### SOURCE TEXT
Sinister: Unicorns and cannonballs,palaces and piers,trumpets,towers,tenements,wide oceans full of tears

Will Salt wpsalt at xxx.com
Sat Sep 29 20:26:03 BST 2001


Matt recently said that you should always post when you're incredibly
drunk.  I'm not incredibly drunk --- if I was, then I wouldn't be able to
type --- but I had a few drinks a bit earlier, and I still haven't
recovered.

This started out as a private reply to Dimitra, but she said I should post
it to the list.  Well, I edited out bits.  It's quite long and it doesn't
have any jokes in it.  I'm sorry.

On Fri, 28 Sep 2001, Dimitra wrote:

> It seems I'll always post about the weather.

> Not all Belle and Sebastian fans would read twelve posts a day about other
> fans lives, and enjoy it. And well probably not everyone out there does -but
> we do. A Sinisterine is a Belle and Sebastian fan with a more or less close
> relationship with their computer, and an interest in other fan's lives.

I keep thinking of what it says at the top of the list homepage:
"Sinister.  It's where we live."  However much Honey denies it, Sinister
*is* more than just a mailing list.  It's a special place, and a way into
our hearts.  It's a brotherhood, in a way.

> it has already been said, by Joan of Dark and repeated by Will, that
> "sometimes Belle and Sebastian feel like they've become a way of
> life". What I meant to say is that we live our lives inspired by them.
> Or at least look at them in ways inspired by them.

Hmmm.

I wouldn't say that they deliberately inspire my life, or that I
consciously think about them when looking at the world.  But, they ...

### TASKS TO CARRY OUT
[1] Summarize the mailing list post in two sentences.
[2] List every person named in the mailing list post.
[3] Carry the mailing list post forward in the same voice.

### LISTING
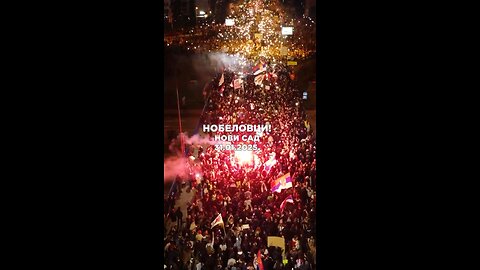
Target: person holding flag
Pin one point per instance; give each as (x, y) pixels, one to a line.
(218, 221)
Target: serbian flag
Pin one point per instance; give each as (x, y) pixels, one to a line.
(269, 164)
(283, 182)
(222, 79)
(289, 199)
(259, 68)
(259, 261)
(218, 220)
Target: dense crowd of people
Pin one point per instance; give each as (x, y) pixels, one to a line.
(241, 192)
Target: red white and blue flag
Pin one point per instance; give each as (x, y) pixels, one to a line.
(289, 199)
(259, 260)
(283, 182)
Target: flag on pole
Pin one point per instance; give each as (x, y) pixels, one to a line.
(289, 199)
(218, 220)
(284, 182)
(269, 164)
(259, 260)
(222, 79)
(259, 79)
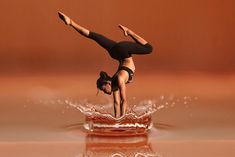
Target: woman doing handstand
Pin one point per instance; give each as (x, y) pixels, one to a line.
(121, 51)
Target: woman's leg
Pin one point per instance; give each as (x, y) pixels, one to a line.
(100, 39)
(140, 47)
(133, 35)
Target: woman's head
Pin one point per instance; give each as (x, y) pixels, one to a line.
(104, 83)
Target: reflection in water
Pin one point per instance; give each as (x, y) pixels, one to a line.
(135, 146)
(114, 146)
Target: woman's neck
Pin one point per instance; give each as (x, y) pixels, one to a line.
(128, 62)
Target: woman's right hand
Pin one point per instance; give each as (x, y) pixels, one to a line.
(65, 18)
(125, 29)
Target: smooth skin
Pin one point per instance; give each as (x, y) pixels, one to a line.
(119, 96)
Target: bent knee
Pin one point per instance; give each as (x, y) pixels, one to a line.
(149, 48)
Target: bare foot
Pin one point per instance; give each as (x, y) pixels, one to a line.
(65, 18)
(125, 29)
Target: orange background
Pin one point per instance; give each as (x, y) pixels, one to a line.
(187, 35)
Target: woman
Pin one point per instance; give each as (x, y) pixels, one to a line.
(121, 51)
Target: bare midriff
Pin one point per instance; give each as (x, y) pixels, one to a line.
(128, 62)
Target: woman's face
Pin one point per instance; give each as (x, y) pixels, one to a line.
(106, 88)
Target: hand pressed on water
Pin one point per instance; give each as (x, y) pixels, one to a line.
(125, 29)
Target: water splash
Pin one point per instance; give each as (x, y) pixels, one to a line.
(137, 120)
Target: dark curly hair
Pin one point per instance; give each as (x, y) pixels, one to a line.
(103, 79)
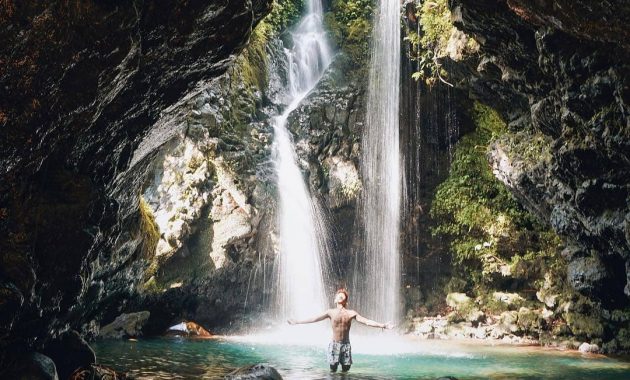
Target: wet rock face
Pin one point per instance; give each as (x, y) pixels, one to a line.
(327, 129)
(87, 81)
(558, 69)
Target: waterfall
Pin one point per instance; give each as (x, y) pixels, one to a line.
(302, 230)
(377, 272)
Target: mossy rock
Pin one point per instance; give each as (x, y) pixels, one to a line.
(586, 326)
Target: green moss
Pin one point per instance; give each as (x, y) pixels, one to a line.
(432, 43)
(149, 229)
(435, 18)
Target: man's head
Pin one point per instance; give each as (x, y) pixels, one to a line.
(341, 297)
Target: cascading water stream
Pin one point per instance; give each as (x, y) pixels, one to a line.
(302, 231)
(377, 272)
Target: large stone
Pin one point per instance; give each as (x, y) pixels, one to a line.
(125, 325)
(588, 348)
(458, 301)
(70, 352)
(511, 300)
(33, 366)
(261, 371)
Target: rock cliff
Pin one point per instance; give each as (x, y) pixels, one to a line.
(558, 70)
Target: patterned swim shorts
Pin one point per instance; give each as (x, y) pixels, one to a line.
(339, 352)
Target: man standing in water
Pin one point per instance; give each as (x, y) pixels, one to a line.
(339, 350)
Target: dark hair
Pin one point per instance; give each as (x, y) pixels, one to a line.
(345, 293)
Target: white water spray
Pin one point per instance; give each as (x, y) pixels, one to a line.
(377, 277)
(302, 231)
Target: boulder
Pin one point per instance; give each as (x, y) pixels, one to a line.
(125, 325)
(261, 371)
(458, 301)
(508, 320)
(189, 329)
(34, 366)
(97, 372)
(69, 352)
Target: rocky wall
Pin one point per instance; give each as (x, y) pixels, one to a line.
(87, 81)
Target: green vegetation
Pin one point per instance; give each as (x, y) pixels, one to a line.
(149, 229)
(283, 14)
(438, 39)
(494, 241)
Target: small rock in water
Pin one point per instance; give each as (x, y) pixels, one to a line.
(33, 366)
(588, 348)
(260, 371)
(125, 325)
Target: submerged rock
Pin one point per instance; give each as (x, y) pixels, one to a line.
(125, 325)
(97, 372)
(261, 371)
(188, 328)
(588, 348)
(70, 352)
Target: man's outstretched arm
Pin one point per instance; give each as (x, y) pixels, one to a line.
(310, 320)
(371, 323)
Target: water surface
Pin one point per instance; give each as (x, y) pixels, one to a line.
(177, 358)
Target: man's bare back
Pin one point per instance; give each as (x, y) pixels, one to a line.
(341, 320)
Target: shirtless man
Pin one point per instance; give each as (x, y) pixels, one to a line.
(339, 350)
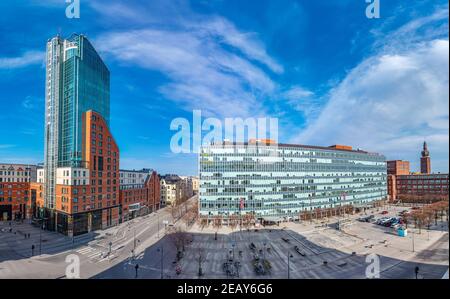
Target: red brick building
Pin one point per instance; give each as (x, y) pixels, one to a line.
(139, 193)
(402, 185)
(425, 161)
(87, 196)
(15, 190)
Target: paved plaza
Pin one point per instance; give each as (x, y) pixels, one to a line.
(316, 249)
(309, 249)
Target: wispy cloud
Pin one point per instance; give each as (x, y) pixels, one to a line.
(26, 59)
(208, 63)
(6, 146)
(390, 104)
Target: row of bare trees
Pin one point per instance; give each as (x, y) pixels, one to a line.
(421, 198)
(322, 213)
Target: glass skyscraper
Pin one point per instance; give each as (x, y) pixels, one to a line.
(280, 181)
(77, 80)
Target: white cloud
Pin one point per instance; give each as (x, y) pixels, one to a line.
(202, 73)
(390, 104)
(28, 58)
(6, 146)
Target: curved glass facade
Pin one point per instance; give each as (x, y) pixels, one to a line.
(283, 180)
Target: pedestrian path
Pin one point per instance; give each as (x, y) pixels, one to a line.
(90, 252)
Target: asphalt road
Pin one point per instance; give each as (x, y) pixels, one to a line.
(92, 250)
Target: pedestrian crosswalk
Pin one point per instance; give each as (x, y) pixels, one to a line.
(90, 252)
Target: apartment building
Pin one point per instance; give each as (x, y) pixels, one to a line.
(139, 193)
(15, 180)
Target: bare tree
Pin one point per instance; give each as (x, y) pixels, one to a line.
(201, 258)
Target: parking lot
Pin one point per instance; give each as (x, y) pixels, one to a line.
(315, 249)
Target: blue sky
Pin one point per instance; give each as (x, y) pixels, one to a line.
(329, 74)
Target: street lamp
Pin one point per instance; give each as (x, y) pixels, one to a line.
(161, 249)
(136, 268)
(289, 264)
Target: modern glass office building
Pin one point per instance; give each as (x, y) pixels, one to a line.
(279, 181)
(77, 80)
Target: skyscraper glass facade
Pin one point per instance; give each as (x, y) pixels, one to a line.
(283, 180)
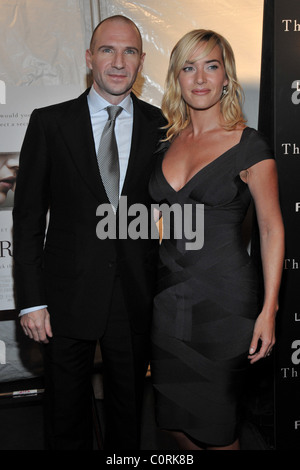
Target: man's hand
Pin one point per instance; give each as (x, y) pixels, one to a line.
(37, 325)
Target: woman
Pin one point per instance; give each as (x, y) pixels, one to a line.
(208, 324)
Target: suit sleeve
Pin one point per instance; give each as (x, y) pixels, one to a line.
(31, 203)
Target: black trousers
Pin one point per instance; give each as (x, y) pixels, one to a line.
(68, 399)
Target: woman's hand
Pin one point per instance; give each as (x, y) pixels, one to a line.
(263, 338)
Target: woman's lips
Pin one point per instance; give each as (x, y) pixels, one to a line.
(201, 91)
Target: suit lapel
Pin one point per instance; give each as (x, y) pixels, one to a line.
(142, 143)
(78, 135)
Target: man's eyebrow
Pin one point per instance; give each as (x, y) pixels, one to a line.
(207, 61)
(104, 46)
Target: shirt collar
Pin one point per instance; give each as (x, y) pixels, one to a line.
(97, 103)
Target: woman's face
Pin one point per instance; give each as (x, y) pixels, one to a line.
(202, 80)
(9, 165)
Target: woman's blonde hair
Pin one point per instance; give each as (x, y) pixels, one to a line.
(174, 107)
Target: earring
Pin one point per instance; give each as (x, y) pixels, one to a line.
(224, 91)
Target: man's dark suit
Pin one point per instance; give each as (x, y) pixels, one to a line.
(74, 272)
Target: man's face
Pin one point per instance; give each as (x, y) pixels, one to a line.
(115, 59)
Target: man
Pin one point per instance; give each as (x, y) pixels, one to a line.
(74, 288)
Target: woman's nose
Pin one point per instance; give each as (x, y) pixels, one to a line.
(200, 76)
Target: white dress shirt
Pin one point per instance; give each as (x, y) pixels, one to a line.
(123, 132)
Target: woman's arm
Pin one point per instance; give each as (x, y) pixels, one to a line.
(263, 184)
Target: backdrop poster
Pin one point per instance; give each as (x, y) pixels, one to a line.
(42, 45)
(287, 150)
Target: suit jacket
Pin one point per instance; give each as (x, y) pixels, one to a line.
(71, 269)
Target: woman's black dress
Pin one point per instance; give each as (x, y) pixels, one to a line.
(207, 299)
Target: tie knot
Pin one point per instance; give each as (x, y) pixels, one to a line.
(113, 112)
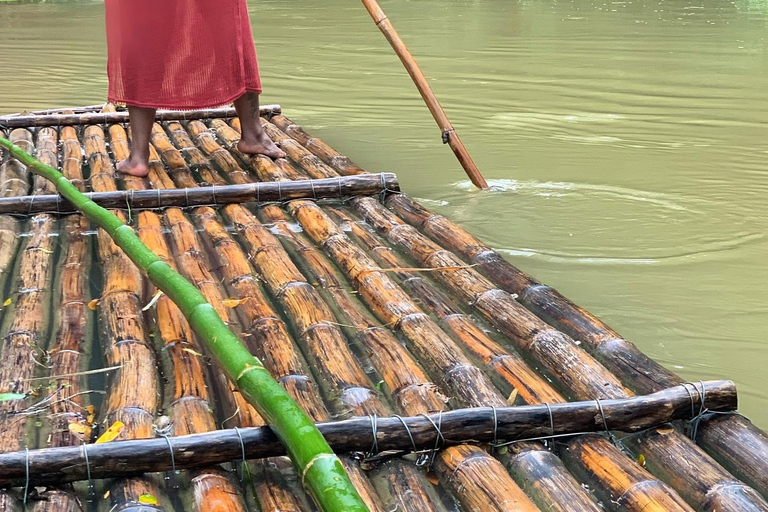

### RESPONSES
[1] Will Salt says he had a few drinks earlier and that the post began as a private reply to Dimitra, who told him to send it to the list. Responding to her description of a Sinisterine, he argues that Sinister is more than a mailing list, calling it a special place and a kind of brotherhood, and says he wouldn't claim Belle and Sebastian deliberately inspire his life.

[2] Will Salt, Matt, Dimitra, Honey, Joan of Dark

[3]
just seem to *fit* with the way I think and the things I do.  I want to
tell you a bit about how I found them, in case it helps explain any
better.

When I was 18, and in my first term at university, I didn't own a CD
player or a tape player.  I did have a radio---well, an alarm clock---but
it was so hard to tune that I would leave it set to Radio 4 so I could
listen to the Shipping Forecast at 12.45am every day.

(If you don't know what the Shipping Forecast is, go to
<http://www.bbc.co.uk/weather/ukweather/shipping.shtml>, read and listen)

Because of that, I didn't listen to music much---in fact, I didn't listen
to music at all.  I didn't own many CDs or tapes or records anyway.  I was
going to be a writer, or a journalist, or something, and every week I
would go to the editorial meeting of the student newspaper society.  I
never wrote anything, just went to the meetings and sold copies of the
paper, which was printed every Thursday, wasn't very popular and was
almost out of money.  Apart from that, I spent my days wandering round the
city taking photographs, most of which didn't come out very well.

I was expecting a CD player of some sort for Christmas, and just before
the end of term I read a review in the last edition of the paper before
Christmas.  1996, this was, and the review was of a record called "If
you're feeling sinister".  It was a good review.  The next day was Friday,
which is the day that The Guardian --- the normal newspaper that I read
most days --- prints its album reviews.  They also reviewed this album,
and also seemed to think it was good, although, they said, the band
sounded like they didn't leave their bedsit often enough.  I sometimes
wonder if Stuart read that review and thought of it when he wrote "I
Fought In A War".  But anyway.  It was the end of term, and after buying
Christmas presents for my friends I had a little money left over, so I
went to one of the local record shops and bought three CDs.  One was the
last Lush album, one was a Les Rita Mitsouko album from 1984 which had
been lurking at the back of the record shop's racks for several months,
and the third was this unknown album with the plain red cover.  It had a
lovely back cover, it had *wonderful* sleeve notes, and it was
*mysterious*.  The notes and acknowledgements and whatsit didn't actually
say who the band were, and the picture on the back wasn't exactly clear.  
For that matter, neither was the one on the front.

A few days later, I got back to my parents' house, and could put my new
CDs on the stereo.  At first, I wasn't sure whether I liked B&S or not.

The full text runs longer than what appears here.